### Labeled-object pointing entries
==============================

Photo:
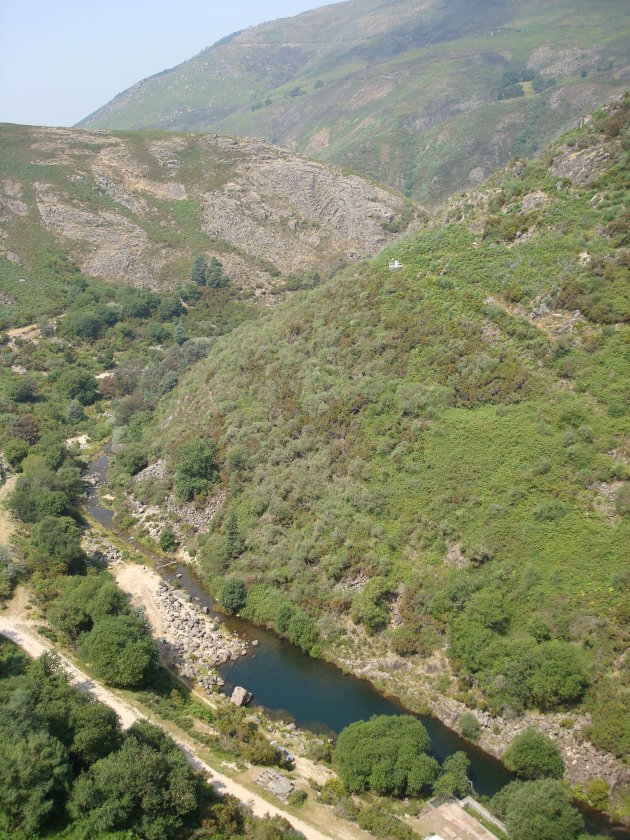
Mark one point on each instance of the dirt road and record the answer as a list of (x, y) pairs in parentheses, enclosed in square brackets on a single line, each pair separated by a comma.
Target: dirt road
[(24, 635)]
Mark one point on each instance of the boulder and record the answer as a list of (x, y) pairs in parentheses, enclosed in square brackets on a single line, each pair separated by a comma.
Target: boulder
[(240, 696)]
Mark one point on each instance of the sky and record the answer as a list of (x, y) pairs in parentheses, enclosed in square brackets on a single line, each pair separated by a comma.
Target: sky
[(62, 59)]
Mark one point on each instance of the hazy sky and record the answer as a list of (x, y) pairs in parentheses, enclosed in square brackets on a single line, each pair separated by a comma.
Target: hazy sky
[(62, 59)]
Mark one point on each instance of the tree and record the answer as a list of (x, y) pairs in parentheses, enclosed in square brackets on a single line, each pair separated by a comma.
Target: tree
[(196, 468), (168, 540), (215, 277), (387, 754), (232, 594), (538, 810), (34, 779), (56, 544), (146, 787), (533, 755), (198, 273), (78, 383), (453, 780), (120, 650), (469, 726), (20, 389)]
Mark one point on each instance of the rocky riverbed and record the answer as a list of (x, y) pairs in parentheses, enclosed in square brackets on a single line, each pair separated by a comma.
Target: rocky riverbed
[(194, 641)]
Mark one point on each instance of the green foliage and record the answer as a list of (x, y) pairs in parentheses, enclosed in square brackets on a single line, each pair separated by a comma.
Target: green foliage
[(232, 594), (453, 780), (132, 459), (168, 540), (533, 755), (538, 810), (78, 383), (195, 469), (84, 600), (120, 651), (370, 606), (215, 276), (55, 546), (469, 726), (198, 272), (15, 451), (387, 754), (8, 571), (147, 787)]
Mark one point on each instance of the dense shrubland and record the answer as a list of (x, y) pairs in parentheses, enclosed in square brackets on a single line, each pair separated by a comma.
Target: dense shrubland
[(413, 440), (67, 768)]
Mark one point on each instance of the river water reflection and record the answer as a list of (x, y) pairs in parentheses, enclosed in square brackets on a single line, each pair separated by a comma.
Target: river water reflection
[(314, 694)]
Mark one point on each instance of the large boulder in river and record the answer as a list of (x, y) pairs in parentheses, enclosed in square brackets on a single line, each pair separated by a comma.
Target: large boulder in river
[(241, 696)]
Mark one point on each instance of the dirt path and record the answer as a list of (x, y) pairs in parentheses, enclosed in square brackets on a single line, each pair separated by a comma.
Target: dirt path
[(24, 635), (141, 584)]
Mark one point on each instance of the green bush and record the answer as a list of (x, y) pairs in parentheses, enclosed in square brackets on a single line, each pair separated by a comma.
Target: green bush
[(120, 651), (55, 546), (469, 726), (538, 810), (196, 468), (533, 755), (232, 594), (387, 754), (168, 540)]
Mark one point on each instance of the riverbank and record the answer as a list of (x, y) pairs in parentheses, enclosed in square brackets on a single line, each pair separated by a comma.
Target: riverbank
[(412, 682)]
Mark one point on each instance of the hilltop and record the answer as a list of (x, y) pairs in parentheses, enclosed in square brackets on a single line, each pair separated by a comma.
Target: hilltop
[(424, 474), (136, 208), (427, 97)]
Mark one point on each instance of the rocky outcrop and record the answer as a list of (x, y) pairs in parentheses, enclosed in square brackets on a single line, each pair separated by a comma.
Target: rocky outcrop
[(132, 211), (196, 643), (240, 696)]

==============================

### Written exercise
Retype, exactly and only, the lines running from the one with "Mark one point on each instance of the hilltop" through the final line of the listing above.

### Exercise result
Mark one point on each instance of the hilltop and record the answer as a list of (x, y) pairs in parentheses, enclosed in square brackets on a single line, each pair separated by a comma.
Target: hilltop
[(424, 474), (136, 208), (427, 97)]
Mark one point on each instance of the rocky outcrop and record the answer as a list of (x, y) pairs in parentheses, enclosed in square brackets on a single line, each pair separated by a comma.
Target: rocky outcrop
[(132, 211), (196, 643), (240, 696)]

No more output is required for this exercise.